Selected extract
Crossing the Pond Greenland Spectacular Scenery Stories from the Sky

One Night in Narsarsuaq: Crossing the Pond Part IV

By on July 4, 2014


Flying to Greenland – It seems fun enough… Until I google the city Narsarsuaq and find it listed on the ‘Worlds Most Dangerous Airports’…

IMG_0486“The approach is through a fjord, so it’s necessary to make 90 degree turn to line up with the runway while in the “valley”. It’s similar to flying down a city street with high rises on both sides with severe turbulence at all times except on the brightest of days; downdrafts are everywhere. There’s the risk of icebergs drifting into the departure/arrival path.

Unless the ceiling is at least 4,000 feet and visibility at least 5 miles, pilots without proper knowledge of the local topographical and meteorological conditions are advised to not attempt approach to Narsarsuaq though fjords. Strong easterly winds can create severe turbulence and windshear in vicinity of the airport. Takeoffs are limited to daytime, and the airport is in uncontrolled airspace.

As soon as weather falls below “great for flying”, the approach to BGBW becomes a real hand humidifier. Going down the fjord, sometimes wind rushes in from the side and flicks your aircraft to the other side of the cliff wall; over-correcting can be as dangerous as not correcting. The procedure turn to line up on final is nerve hacking. Before or as soon as you finish the turn, there is usually a gust of wind either from the side, from the top or from the back, potentially giving you a not-needed-at-all speed boost all the way down.”

About this exercise
Reproduce the whole post about flying into Narsarsuaq word for word. Rely only on the post above.

Source information
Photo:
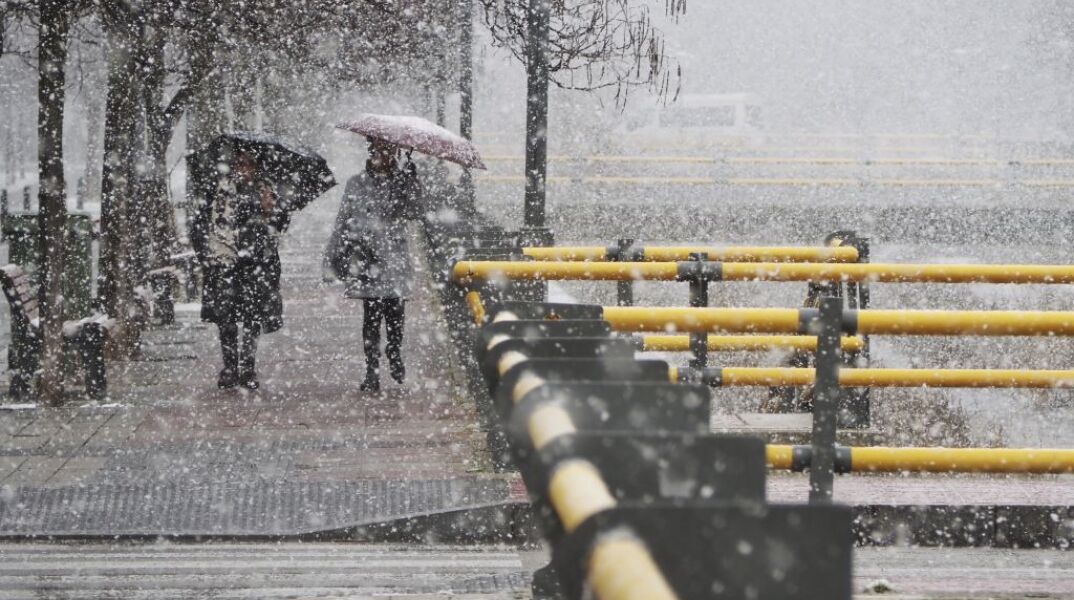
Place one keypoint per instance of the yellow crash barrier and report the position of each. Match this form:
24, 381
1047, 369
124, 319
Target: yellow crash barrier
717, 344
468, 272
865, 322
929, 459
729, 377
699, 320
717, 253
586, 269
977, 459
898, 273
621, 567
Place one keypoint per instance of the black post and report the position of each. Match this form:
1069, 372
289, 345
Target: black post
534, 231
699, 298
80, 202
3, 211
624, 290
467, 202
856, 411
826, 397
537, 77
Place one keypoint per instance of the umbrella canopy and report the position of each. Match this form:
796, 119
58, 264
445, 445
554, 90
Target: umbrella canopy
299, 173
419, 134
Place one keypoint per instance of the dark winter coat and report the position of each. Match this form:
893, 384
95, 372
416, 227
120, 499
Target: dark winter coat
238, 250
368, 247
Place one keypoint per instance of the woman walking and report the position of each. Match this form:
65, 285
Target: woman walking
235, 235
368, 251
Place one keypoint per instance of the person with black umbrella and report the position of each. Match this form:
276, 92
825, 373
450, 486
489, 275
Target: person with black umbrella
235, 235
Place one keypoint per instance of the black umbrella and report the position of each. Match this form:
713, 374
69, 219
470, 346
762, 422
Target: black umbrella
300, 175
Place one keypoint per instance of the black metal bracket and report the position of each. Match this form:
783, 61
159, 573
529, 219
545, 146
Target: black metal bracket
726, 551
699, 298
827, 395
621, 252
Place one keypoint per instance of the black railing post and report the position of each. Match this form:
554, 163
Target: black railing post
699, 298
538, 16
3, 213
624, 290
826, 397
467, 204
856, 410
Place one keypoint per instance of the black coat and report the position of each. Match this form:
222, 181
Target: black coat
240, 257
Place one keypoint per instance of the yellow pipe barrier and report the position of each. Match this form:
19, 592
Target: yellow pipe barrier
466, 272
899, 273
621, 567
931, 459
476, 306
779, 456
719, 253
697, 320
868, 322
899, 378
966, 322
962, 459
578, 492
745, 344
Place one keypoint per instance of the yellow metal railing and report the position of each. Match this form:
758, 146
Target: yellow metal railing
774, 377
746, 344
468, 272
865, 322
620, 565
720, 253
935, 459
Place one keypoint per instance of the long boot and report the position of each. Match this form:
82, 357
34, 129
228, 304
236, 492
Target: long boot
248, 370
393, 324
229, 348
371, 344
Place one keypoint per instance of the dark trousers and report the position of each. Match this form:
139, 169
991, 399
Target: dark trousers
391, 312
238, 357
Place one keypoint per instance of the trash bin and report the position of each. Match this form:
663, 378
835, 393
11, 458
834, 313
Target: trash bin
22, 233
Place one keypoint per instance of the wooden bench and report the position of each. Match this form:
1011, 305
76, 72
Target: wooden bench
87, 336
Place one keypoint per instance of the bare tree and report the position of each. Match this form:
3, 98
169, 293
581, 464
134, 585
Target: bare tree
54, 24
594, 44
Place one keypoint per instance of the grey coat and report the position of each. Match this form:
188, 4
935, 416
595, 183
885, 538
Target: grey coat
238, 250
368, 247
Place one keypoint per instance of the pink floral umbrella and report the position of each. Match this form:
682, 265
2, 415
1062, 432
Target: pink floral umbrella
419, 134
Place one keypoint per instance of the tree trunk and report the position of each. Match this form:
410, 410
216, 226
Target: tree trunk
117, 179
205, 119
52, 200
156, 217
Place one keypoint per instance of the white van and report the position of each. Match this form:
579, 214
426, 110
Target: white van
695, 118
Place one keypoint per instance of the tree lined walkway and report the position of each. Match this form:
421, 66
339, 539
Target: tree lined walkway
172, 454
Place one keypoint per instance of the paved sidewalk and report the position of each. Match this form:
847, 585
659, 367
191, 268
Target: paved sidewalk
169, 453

Result
Crossing the Pond Greenland Spectacular Scenery Stories from the Sky

One Night in Narsarsuaq: Crossing the Pond Part IV

By on July 4, 2014


Flying to Greenland – It seems fun enough… Until I google the city Narsarsuaq and find it listed on the ‘Worlds Most Dangerous Airports’…

IMG_0486“The approach is through a fjord, so it’s necessary to make 90 degree turn to line up with the runway while in the “valley”. It’s similar to flying down a city street with high rises on both sides with severe turbulence at all times except on the brightest of days; downdrafts are everywhere. There’s the risk of icebergs drifting into the departure/arrival path.

Unless the ceiling is at least 4,000 feet and visibility at least 5 miles, pilots without proper knowledge of the local topographical and meteorological conditions are advised to not attempt approach to Narsarsuaq though fjords. Strong easterly winds can create severe turbulence and windshear in vicinity of the airport. Takeoffs are limited to daytime, and the airport is in uncontrolled airspace.

As soon as weather falls below “great for flying”, the approach to BGBW becomes a real hand humidifier. Going down the fjord, sometimes wind rushes in from the side and flicks your aircraft to the other side of the cliff wall; over-correcting can be as dangerous as not correcting. The procedure turn to line up on final is nerve hacking. Before or as soon as you finish the turn, there is usually a gust of wind either from the side, from the top or from the back, potentially giving you a not-needed-at-all speed boost all the way down.”